设定任务 1:
根据下面关于相似度与距离计算的文本,回答:
(a) 计算马哈拉诺比斯距离的函数把距离矩阵 D 初始化为什么矩阵?
(b) 计算相关系数的函数把矩阵 D 初始化为什么矩阵?
(c) 在计算相关系数的函数中,分母为零时,对应元素被赋为什么值?
设定任务 2:
接着下面关于相似度与距离计算的文本的最后一行往下写。

14.1.1 相似度或距离

计算马哈拉诺比斯距离矩阵(Python实现)

import numpy as np

def mahalanobis_distance(X):
    """计算所有样本之间的马哈拉诺比斯距离矩阵"""
    n_samples = len(X[0])

    # 计算协方差矩阵
    S = np.cov(X)

    # 计算协方差矩阵的逆矩阵
    S = np.linalg.inv(S)

    # 构造马哈拉诺比斯距离矩阵
    D = np.zeros((n_samples, n_samples))  # 初始化为零矩阵

    for i in range(n_samples):
        for j in range(i + 1, n_samples):
            xi = X[:, i][:, np.newaxis]
            xj = X[:, j][:, np.newaxis]
            D[i][j] = D[j][i] = np.sqrt((np.dot(np.dot((xi - xj).T, S), (xi - xj))))

    return D

【测试】例14.2

if __name__ == "__main__":
    X = np.array([[0, 0, 1, 5, 5],
                  [2, 0, 0, 0, 2]])
    
    print(mahalanobis_distance(X))
    
    # [[0.         1.83604716 1.91649575 2.81058198 1.94257172]
    #  [1.83604716 0.         0.38851434 1.94257172 2.52783249]
    #  [1.91649575 0.38851434 0.         1.55405738 2.27648631]
    #  [2.81058198 1.94257172 1.55405738 0.         1.83604716]
    #  [1.94257172 2.52783249 2.27648631 1.83604716 0.        ]]

计算相关系数矩阵(Python实现)

import numpy as np

def correlation_coefficient(X):
    """计算所有样本之间的相关系数矩阵"""
    n_samples = len(X[0])

    # 计算均值
    means = np.mean(X, axis=0)

    # 计算误差平方和
    variance = [np.square((X[:, i] - means[i])).sum() for i in range(n_samples)]

    # 构造相关系数矩阵
    D = np.identity(n_samples)  # 初始化为单位矩阵

    for i in range(n_samples):
        for j in range(i + 1, n_samples):
            xi, xj = X[:, i], X[:, j]
            numerator = ((xi - means[i]) * (xj - means[j])).sum()
            denominator = np.sqrt(variance[i] * variance[j])
            if denominator:
                D[i][j] = D[j][i] = numerator / denominator
            else:  # 当出现零方差时
                D[i][j] = D[j][i] = np.nan

    return D

【测试】例14.2(第2个样本为零方差)

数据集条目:
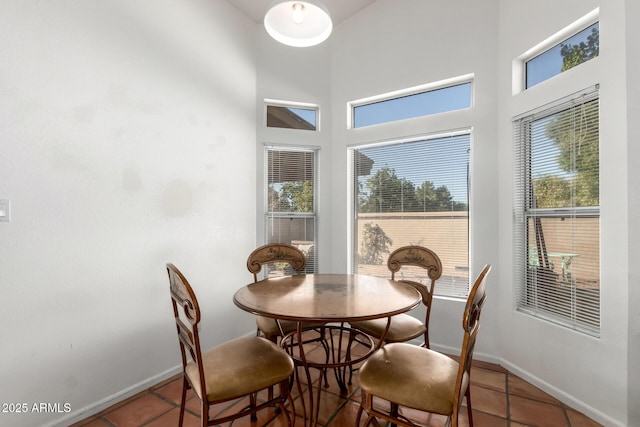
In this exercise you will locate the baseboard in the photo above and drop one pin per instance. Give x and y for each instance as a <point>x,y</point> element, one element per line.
<point>94,408</point>
<point>562,396</point>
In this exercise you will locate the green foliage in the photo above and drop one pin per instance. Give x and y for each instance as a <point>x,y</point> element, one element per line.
<point>293,196</point>
<point>375,243</point>
<point>386,192</point>
<point>575,54</point>
<point>576,134</point>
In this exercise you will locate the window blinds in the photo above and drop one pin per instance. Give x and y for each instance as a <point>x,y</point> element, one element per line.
<point>556,213</point>
<point>413,193</point>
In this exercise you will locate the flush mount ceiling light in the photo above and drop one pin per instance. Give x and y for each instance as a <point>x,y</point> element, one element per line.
<point>298,23</point>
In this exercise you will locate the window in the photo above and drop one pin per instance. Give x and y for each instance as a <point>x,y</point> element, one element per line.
<point>290,200</point>
<point>571,52</point>
<point>413,192</point>
<point>557,212</point>
<point>412,103</point>
<point>291,115</point>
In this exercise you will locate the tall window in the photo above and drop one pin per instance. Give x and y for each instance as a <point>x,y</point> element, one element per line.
<point>290,200</point>
<point>557,212</point>
<point>413,192</point>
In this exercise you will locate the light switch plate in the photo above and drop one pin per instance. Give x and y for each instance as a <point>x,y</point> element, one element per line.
<point>5,210</point>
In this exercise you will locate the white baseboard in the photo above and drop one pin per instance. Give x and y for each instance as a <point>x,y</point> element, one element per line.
<point>94,408</point>
<point>562,396</point>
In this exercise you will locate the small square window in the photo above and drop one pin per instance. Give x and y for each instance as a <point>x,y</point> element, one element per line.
<point>292,117</point>
<point>572,51</point>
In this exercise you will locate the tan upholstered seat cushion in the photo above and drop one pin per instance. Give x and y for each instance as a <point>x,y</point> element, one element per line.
<point>240,367</point>
<point>411,376</point>
<point>404,327</point>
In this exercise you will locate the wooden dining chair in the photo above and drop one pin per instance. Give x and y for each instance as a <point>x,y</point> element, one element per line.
<point>410,376</point>
<point>238,368</point>
<point>405,327</point>
<point>291,260</point>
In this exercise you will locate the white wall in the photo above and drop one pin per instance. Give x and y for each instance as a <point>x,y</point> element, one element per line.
<point>588,373</point>
<point>127,135</point>
<point>294,74</point>
<point>633,136</point>
<point>386,48</point>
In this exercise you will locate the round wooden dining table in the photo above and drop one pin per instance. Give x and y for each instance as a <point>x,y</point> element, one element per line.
<point>331,300</point>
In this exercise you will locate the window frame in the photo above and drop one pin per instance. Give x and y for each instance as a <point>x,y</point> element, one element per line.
<point>291,105</point>
<point>409,92</point>
<point>269,215</point>
<point>523,211</point>
<point>353,202</point>
<point>519,65</point>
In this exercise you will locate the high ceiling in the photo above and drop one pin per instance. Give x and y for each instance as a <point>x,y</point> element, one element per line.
<point>340,10</point>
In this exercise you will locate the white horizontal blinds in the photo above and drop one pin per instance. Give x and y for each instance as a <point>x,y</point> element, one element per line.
<point>290,200</point>
<point>557,238</point>
<point>290,179</point>
<point>414,193</point>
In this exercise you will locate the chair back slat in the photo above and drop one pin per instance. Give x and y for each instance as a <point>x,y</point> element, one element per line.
<point>470,325</point>
<point>276,253</point>
<point>185,304</point>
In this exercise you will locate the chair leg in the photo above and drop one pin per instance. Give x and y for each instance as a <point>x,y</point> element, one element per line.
<point>253,398</point>
<point>183,400</point>
<point>204,413</point>
<point>469,410</point>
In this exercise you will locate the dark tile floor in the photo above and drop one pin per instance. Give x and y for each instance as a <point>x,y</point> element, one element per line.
<point>499,398</point>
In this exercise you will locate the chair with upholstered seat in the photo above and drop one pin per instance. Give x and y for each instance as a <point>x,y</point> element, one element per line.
<point>410,376</point>
<point>285,257</point>
<point>405,327</point>
<point>235,369</point>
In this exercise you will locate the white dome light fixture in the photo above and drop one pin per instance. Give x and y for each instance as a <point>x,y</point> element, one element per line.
<point>298,23</point>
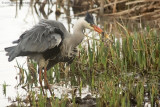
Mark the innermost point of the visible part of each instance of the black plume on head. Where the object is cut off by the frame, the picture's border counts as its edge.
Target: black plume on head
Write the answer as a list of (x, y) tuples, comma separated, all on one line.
[(89, 18)]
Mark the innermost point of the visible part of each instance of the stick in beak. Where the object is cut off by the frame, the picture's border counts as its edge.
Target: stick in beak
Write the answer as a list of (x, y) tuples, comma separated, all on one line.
[(97, 29)]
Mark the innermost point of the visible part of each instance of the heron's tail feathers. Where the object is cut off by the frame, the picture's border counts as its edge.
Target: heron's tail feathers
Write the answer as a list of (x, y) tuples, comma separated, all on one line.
[(10, 52)]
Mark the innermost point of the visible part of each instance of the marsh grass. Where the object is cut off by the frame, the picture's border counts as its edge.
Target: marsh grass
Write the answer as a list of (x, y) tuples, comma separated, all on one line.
[(120, 73)]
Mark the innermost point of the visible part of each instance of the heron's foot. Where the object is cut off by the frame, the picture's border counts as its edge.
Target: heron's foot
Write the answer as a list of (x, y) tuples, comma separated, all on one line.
[(46, 81)]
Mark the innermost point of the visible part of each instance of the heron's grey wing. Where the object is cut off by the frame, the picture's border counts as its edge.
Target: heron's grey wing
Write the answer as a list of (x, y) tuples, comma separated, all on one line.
[(40, 38), (36, 40)]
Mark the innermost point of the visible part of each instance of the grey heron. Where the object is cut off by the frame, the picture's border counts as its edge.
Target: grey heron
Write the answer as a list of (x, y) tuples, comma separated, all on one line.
[(49, 43)]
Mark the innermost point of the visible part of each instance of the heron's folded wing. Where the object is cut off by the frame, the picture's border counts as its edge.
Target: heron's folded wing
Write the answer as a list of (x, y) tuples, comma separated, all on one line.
[(40, 38)]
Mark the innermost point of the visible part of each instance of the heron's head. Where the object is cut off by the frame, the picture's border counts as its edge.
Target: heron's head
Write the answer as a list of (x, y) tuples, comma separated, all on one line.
[(90, 23)]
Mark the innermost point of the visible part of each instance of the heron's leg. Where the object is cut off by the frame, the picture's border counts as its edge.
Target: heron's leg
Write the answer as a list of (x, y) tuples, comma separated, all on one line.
[(46, 80), (40, 79)]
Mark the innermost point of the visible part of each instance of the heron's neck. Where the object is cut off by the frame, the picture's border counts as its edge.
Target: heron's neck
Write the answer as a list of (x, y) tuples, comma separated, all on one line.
[(78, 35)]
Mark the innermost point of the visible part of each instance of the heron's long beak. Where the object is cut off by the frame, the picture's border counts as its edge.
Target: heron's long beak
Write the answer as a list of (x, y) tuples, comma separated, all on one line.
[(97, 29)]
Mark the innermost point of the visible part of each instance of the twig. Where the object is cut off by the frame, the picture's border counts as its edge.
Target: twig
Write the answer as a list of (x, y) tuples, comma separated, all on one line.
[(92, 10)]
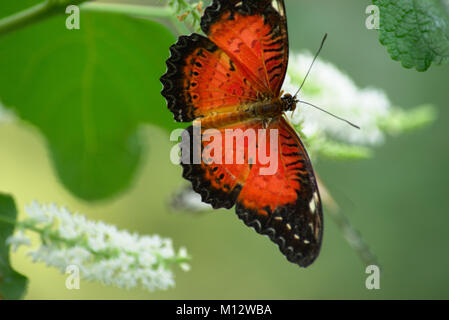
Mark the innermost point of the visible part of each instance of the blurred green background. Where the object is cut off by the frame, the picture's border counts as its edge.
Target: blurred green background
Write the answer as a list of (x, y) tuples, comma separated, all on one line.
[(398, 200)]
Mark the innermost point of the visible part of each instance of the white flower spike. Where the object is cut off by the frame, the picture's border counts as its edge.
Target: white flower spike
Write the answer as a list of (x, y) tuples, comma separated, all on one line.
[(101, 251)]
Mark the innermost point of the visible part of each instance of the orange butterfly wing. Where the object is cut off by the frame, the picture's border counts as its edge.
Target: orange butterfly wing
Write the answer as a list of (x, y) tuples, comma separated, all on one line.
[(254, 34), (201, 78), (286, 206)]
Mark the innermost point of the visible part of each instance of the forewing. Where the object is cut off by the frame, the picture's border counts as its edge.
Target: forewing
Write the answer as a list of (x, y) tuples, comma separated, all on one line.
[(218, 180), (254, 34), (286, 205), (201, 78)]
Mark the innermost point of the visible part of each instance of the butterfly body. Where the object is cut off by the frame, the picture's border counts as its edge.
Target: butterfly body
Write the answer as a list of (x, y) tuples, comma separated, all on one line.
[(265, 110), (230, 80)]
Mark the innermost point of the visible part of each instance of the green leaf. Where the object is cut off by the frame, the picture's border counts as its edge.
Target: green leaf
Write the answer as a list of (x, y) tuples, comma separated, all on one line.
[(415, 32), (87, 91), (12, 284)]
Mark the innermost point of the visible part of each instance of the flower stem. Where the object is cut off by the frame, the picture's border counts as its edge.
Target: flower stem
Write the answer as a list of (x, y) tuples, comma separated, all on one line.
[(131, 9), (49, 8)]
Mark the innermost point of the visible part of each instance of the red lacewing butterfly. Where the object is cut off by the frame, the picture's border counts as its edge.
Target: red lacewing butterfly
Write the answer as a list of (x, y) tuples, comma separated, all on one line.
[(231, 79)]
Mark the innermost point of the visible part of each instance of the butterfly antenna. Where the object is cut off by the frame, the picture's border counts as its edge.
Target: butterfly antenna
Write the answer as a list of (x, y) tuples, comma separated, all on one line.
[(333, 115), (313, 61)]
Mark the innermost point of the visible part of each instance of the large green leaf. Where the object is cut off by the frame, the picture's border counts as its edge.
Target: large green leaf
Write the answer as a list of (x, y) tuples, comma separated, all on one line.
[(12, 283), (87, 91), (415, 32)]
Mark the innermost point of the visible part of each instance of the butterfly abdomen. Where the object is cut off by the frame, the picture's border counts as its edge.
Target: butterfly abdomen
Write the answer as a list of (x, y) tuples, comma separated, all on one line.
[(262, 110)]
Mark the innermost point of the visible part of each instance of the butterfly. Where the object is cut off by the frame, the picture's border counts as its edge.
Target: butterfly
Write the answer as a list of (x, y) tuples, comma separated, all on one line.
[(231, 79)]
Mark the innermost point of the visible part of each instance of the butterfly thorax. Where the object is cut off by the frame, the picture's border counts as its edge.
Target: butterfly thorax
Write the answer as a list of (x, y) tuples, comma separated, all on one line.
[(265, 109)]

输出 1:
(a) 零矩阵。
(b) 单位矩阵。
(c) np.nan。

输出 2:
if __name__ == "__main__":
    X = np.array([[0, 0, 1, 5, 5],
                  [2, 0, 0, 0, 2]])

    print(correlation_coefficient(X))
    
    # [[ 1. nan -1. -1. -1.]
    #  [nan  1. nan nan nan]
    #  [-1. nan  1.  1.  1.]
    #  [-1. nan  1.  1.  1.]
    #  [-1. nan  1.  1.  1.]]

计算夹角余弦矩阵(Python实现)

import numpy as np

def cosine(X):
    """计算所有样本之间的夹角余弦矩阵"""
    n_samples = len(X[0])

    # 计算平方和
    square = [np.square(X[:, i]).sum() for i in range(n_samples)]

    # 构造夹角余弦矩阵
    D = np.identity(n_samples)  # 初始化为单位矩阵

    for i in range(n_samples):
        for j in range(i + 1, n_samples):
            xi, xj = X[:, i], X[:, j]
            numerator = (xi * xj).sum()
            denominator = np.sqrt(square[i] * square[j])
            if denominator:
                D[i][j] = D[j][i] = numerator / denominator
            else:  # 当出现零平方和时
                D[i][j] = D[j][i] = np.nan

    return D

【测试】例14.2(第2个样本为零平方和)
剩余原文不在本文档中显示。